Copy word for word the stretch of the passage on childhood leukemia below from "Changing apperance" through "treatments are ineffective.".

(Excerpt provided)
[Start of Attachment]

Most children with the common blood cancer B-cell acute lymphoblastic leukaemia (ALL) have benefitted from huge improvements in treatment over the last 50 years and nine in every 10 children diagnosed will now be cured.

For those whose leukaemia does not respond to treatment, much hope has been placed on new antibody and immune cell-based treatments, such as CAR T-cells, which specifically target the surface of leukaemia cells.

Changing apperance

Doctors, however, have seen that some of these leukaemias can evade immune therapies by stopping the production of the cell surface proteins which these therapies target, or even by switching to become a different type of cancer against which these new treatments are ineffective.

This is a particular problem for leukaemias caused by genetic rearrangements involving a gene called MLL.

Teams from Newcastle University, UK, the Princess Maxima Center in Utrecht and the University of Birmingham, have now revealed one of the mechanisms explaining how these chameleon cancers change their appearance and identity.

Publishing in the journal, Blood, they have studied this cell identity switching behavior in leukaemias caused by the MLL/AF4 fusion gene.

[End of Attachment]

(Information provided)
[Start of Attachment]

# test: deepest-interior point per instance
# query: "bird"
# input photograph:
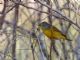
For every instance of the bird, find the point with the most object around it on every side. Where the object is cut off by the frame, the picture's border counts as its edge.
(52, 32)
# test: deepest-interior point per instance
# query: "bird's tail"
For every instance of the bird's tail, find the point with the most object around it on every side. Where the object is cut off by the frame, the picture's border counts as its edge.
(68, 39)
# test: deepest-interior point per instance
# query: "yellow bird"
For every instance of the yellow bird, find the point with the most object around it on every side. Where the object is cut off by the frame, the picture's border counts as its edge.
(52, 32)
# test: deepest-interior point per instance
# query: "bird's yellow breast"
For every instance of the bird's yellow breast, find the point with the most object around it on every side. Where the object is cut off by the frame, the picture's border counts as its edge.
(53, 34)
(48, 33)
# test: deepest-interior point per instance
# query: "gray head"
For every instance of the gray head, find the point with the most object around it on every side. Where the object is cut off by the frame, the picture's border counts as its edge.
(44, 25)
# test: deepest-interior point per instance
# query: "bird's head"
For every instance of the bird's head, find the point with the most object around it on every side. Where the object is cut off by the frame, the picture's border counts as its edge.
(44, 25)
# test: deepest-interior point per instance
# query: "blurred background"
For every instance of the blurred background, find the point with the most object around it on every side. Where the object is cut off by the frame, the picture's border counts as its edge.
(20, 39)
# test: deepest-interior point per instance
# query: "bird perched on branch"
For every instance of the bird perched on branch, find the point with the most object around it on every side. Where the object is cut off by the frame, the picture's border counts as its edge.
(52, 32)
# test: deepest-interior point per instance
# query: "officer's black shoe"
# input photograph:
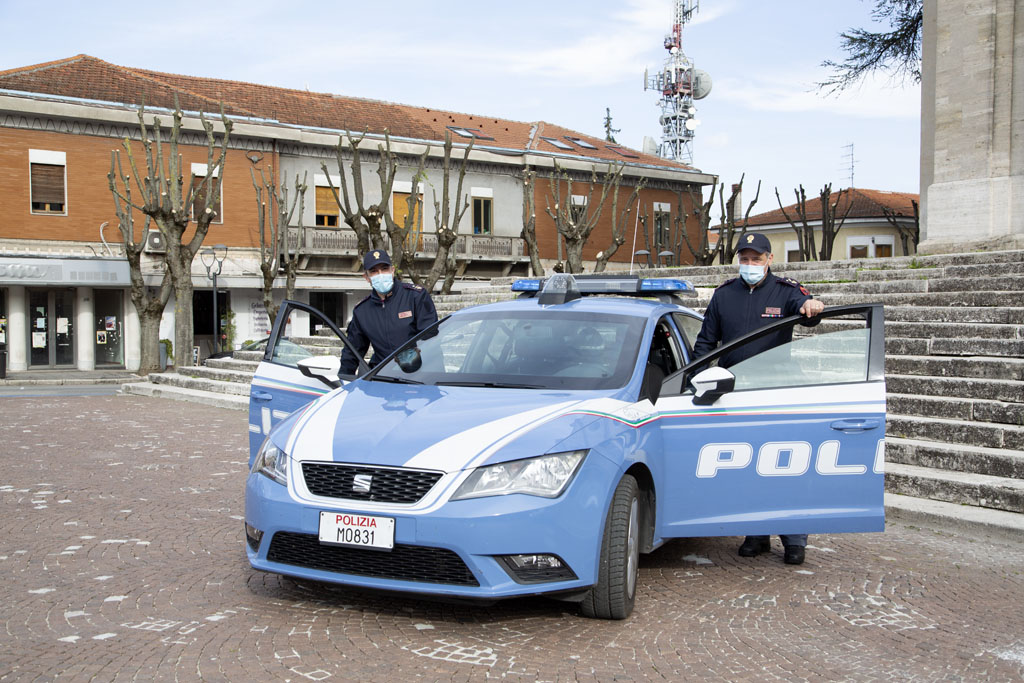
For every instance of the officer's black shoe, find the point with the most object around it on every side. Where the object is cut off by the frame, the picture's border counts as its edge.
(753, 547)
(794, 555)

[End of Attachment]

(Result for this task)
Changing apperance

Doctors, however, have seen that some of these leukaemias can evade immune therapies by stopping the production of the cell surface proteins which these therapies target, or even by switching to become a different type of cancer against which these new treatments are ineffective.